START EXCERPTED PASSAGE
MacDonald has released two albums of his compositions and arrangements for 17-piece jazz orchestra (big band): "UConn Jazz" (2002) and "Re:Visions - Works for Jazz Orchestra" (2010). The latter received a Juno Award nomination for traditional jazz album of the year in 2011. Reviewer, Dan Bilawsky asserted, "Re:Visions goes beyond where most big bands go and the music here establishes Earl MacDonald as a major force in the world of jazz composition."

MacDonald's big band arrangements are published through eJazz Lines.

===C.O.W. (Creative Opportunity Workshop)===

In 2013 MacDonald released an album with the unorthodox instrumentation of cello, saxophone, percussion and piano. MacDonald said, "This band, the Creative Opportunity Workshop, was formed to serve as a personal playground for experimentation and fusions." The CD, "Mirror of the Mind" received a JUNO award nomination for contemporary jazz album of the year and a garnered many favorable reviews.
END EXCERPTED PASSAGE
### WHAT YOU SHOULD DO
Continue the passage on Earl MacDonald's albums and ensembles, picking up after its last sentence.
START ENTRIES SUPPLIED
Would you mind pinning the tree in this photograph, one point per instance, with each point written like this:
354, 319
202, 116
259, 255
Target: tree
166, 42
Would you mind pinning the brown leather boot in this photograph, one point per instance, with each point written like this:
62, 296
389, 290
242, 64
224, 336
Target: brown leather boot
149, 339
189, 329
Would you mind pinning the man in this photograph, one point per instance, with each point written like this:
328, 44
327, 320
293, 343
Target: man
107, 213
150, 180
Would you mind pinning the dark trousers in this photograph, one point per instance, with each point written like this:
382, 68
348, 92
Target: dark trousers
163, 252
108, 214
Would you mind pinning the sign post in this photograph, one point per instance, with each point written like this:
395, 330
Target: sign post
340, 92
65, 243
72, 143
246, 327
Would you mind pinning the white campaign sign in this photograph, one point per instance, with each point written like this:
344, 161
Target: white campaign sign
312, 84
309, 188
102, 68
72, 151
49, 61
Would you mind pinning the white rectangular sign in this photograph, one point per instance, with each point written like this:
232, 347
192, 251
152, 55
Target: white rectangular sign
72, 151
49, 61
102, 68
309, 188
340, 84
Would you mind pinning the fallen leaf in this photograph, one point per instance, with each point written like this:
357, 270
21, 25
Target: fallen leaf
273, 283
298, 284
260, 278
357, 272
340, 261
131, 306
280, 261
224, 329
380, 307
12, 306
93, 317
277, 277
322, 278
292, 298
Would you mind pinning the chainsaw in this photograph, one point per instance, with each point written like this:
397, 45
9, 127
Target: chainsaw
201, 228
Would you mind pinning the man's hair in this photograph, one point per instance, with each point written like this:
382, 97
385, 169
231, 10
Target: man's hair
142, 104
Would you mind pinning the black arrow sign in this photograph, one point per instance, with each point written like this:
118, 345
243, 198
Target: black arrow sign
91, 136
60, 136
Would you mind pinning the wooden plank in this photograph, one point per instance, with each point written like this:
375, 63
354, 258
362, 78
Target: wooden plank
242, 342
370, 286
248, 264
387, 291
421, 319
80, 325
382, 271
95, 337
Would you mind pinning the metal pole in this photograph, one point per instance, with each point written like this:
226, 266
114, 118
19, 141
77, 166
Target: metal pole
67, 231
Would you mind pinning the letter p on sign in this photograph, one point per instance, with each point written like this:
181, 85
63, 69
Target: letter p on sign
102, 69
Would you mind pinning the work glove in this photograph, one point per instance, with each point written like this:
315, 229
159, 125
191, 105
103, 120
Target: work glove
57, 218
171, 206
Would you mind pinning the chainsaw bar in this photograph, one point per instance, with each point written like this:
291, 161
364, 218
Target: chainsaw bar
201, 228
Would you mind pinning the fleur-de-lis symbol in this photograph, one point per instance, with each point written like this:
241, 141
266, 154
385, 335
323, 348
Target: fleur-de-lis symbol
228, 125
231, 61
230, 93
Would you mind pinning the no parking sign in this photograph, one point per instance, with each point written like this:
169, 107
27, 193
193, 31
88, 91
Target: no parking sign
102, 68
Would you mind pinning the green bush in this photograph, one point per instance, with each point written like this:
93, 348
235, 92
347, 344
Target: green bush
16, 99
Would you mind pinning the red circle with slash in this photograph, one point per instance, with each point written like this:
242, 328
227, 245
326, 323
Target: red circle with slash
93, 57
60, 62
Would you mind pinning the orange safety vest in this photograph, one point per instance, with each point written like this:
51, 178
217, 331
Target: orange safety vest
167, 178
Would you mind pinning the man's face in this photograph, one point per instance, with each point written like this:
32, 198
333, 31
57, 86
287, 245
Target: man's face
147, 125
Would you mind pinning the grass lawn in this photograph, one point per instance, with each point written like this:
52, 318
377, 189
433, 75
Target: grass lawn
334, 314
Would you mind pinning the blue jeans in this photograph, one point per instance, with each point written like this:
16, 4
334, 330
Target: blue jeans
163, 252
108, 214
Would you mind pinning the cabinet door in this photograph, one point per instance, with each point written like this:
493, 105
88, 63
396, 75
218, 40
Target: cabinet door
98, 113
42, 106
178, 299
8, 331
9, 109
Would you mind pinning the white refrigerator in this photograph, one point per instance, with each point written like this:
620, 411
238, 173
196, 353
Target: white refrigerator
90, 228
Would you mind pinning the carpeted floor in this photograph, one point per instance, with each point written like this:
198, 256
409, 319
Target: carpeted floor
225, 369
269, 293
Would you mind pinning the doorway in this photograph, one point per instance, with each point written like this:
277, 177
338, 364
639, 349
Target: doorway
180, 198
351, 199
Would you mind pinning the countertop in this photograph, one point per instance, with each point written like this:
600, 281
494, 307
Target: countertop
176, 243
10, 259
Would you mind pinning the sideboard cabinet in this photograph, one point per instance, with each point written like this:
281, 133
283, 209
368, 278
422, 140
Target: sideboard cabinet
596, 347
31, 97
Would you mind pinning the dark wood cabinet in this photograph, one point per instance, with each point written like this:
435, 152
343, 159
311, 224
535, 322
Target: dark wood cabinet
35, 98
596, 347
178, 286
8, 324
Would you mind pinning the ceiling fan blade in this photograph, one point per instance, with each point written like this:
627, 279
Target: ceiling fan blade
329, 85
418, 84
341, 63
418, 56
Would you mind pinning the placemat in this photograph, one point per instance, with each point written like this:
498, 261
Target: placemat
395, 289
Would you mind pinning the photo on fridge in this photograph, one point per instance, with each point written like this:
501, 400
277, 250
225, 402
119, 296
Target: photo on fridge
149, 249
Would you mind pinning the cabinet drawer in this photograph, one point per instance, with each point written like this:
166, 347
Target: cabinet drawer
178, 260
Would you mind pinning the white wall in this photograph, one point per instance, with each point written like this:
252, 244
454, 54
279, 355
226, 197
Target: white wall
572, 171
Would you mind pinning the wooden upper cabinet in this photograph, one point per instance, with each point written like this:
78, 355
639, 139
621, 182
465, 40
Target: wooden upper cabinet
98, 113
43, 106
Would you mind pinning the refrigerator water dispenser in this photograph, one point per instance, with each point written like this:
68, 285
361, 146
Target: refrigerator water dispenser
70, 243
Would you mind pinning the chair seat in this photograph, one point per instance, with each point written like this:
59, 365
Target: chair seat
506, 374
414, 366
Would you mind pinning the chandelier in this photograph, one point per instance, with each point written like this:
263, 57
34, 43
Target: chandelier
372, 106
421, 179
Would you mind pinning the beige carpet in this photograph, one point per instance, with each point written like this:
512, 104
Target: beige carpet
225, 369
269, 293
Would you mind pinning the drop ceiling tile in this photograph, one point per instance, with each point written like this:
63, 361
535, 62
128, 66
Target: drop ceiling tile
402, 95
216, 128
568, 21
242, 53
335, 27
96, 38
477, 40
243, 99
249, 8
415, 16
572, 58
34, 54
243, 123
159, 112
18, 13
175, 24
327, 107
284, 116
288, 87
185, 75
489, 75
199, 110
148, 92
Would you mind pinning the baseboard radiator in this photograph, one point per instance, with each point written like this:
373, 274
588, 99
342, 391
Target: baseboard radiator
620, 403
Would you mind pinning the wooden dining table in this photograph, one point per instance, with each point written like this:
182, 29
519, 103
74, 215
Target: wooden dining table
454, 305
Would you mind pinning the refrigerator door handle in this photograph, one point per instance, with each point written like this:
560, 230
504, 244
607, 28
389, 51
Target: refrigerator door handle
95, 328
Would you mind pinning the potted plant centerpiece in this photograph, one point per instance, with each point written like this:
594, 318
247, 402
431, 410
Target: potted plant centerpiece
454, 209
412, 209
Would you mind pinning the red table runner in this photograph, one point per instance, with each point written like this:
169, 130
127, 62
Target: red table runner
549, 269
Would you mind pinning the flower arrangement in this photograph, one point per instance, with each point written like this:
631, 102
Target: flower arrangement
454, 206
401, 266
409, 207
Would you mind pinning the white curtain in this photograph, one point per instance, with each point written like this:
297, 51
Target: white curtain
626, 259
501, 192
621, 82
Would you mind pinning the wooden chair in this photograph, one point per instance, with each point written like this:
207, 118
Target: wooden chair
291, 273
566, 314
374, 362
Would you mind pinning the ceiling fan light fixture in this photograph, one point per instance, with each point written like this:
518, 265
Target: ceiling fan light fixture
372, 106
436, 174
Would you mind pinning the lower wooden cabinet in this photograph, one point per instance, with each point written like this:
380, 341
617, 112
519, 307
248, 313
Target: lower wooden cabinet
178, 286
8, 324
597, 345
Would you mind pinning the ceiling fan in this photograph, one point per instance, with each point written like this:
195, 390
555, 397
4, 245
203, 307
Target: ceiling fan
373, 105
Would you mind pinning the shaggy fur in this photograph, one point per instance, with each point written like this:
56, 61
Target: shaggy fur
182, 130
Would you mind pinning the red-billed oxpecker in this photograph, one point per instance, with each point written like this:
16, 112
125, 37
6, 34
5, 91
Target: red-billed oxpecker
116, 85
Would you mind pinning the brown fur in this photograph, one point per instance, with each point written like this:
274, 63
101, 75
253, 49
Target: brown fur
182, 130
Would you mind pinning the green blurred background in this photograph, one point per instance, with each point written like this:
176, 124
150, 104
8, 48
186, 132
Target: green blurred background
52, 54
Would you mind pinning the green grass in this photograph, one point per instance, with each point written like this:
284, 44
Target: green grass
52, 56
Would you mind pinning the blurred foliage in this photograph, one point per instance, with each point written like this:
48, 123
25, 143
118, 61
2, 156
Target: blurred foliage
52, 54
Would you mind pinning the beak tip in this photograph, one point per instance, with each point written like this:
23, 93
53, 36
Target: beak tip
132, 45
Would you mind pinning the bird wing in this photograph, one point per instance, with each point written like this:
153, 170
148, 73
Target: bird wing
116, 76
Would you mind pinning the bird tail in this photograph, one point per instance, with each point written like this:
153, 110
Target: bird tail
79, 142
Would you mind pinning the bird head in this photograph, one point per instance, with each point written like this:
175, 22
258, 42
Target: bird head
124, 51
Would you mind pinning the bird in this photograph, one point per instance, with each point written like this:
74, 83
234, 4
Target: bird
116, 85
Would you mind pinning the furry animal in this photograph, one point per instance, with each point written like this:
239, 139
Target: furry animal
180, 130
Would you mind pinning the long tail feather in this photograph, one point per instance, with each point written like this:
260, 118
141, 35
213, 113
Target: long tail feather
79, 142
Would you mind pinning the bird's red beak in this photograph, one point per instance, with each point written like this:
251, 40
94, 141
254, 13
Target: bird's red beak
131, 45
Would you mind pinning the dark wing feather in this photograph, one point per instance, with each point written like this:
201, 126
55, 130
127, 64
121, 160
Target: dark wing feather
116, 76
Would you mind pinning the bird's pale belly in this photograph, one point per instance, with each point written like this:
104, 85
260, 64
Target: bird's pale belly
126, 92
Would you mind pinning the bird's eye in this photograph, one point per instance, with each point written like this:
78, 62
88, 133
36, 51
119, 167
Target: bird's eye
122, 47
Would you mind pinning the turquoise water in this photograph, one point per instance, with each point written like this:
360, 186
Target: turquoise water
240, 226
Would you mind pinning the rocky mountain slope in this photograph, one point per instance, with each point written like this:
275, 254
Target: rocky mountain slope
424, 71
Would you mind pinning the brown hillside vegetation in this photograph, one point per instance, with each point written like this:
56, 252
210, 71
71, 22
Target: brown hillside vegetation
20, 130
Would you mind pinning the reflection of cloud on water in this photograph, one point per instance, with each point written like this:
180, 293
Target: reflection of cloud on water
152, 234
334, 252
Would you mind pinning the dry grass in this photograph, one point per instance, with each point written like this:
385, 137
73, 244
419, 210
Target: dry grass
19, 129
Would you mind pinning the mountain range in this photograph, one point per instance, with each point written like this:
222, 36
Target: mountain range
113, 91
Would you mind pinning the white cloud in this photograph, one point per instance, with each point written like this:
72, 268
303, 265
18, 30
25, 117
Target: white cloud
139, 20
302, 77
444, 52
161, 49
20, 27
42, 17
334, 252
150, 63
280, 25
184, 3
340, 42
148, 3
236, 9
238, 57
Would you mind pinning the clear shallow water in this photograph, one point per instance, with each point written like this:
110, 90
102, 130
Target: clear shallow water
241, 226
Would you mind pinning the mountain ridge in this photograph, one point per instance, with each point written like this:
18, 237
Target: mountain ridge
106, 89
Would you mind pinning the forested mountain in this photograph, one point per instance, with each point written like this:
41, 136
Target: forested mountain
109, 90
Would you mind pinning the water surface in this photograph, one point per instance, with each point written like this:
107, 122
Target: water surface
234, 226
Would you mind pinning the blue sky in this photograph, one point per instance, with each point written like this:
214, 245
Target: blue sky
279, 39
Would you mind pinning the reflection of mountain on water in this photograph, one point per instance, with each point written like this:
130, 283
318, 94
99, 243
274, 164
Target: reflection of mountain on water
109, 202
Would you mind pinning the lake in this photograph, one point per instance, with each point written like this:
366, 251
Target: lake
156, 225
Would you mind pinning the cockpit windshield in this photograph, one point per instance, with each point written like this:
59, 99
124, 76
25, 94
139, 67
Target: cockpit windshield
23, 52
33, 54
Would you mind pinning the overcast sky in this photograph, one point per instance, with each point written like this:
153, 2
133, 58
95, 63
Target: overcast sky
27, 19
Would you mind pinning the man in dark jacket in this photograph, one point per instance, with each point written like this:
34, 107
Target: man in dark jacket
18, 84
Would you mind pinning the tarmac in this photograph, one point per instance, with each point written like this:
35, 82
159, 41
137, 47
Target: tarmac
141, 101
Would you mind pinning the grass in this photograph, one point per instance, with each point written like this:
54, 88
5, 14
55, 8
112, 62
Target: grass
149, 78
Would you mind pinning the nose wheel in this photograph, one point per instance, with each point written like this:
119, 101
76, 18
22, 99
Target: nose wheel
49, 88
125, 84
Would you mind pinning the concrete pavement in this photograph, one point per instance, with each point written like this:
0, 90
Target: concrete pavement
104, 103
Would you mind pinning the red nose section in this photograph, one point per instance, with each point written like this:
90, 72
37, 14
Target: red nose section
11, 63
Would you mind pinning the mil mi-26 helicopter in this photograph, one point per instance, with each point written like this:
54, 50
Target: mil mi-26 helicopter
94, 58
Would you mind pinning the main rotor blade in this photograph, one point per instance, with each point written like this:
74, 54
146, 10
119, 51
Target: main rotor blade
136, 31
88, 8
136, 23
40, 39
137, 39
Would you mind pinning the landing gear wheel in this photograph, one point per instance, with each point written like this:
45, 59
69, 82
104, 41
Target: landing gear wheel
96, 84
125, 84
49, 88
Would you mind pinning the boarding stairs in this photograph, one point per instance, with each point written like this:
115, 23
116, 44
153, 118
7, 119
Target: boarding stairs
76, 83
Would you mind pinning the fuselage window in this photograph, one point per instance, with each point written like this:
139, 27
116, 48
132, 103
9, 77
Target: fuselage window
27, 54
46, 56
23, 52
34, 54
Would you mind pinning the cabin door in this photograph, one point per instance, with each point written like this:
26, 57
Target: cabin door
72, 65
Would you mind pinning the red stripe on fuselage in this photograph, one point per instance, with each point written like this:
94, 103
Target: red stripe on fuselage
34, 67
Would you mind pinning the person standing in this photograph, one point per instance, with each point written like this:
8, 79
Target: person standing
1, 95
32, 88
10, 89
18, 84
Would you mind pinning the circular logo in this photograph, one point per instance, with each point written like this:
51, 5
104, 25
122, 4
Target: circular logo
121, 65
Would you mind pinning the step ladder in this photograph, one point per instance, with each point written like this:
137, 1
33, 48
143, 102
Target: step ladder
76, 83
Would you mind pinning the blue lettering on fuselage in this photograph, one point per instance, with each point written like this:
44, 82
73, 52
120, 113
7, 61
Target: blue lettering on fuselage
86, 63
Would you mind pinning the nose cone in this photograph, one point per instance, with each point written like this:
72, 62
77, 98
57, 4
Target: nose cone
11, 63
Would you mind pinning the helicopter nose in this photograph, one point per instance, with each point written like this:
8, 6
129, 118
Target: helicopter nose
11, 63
END ENTRIES SUPPLIED
### ANSWER BOX
===New Directions Ensemble===

MacDonald currently serves as Musical Director and Composer-In-Residence for the Hartford Jazz Society's New Directions Ensemble. The group's instrumentation consists of 2 trumpets, 1 trombone, 1 French horn, 3 saxophones (1 alto, 1 tenor, 1 bari), piano, bass and drums. Owen McNally of the Hartford Courant described the band and outlined its mission, stating "the fresh-sounding New Directions Ensemble taps into the rich lode of area talent, provides a vital forum for original compositions, spreads the good word about contemporary band music in its educational role, and provides a prominent public face for its sponsor, the Hartford Jazz Society. The New Directions Ensemble is set to swing in its own fresh way, generating contemporary band music that lives in the present, independent, cliché-free and untethered to conventional big band nostalgia."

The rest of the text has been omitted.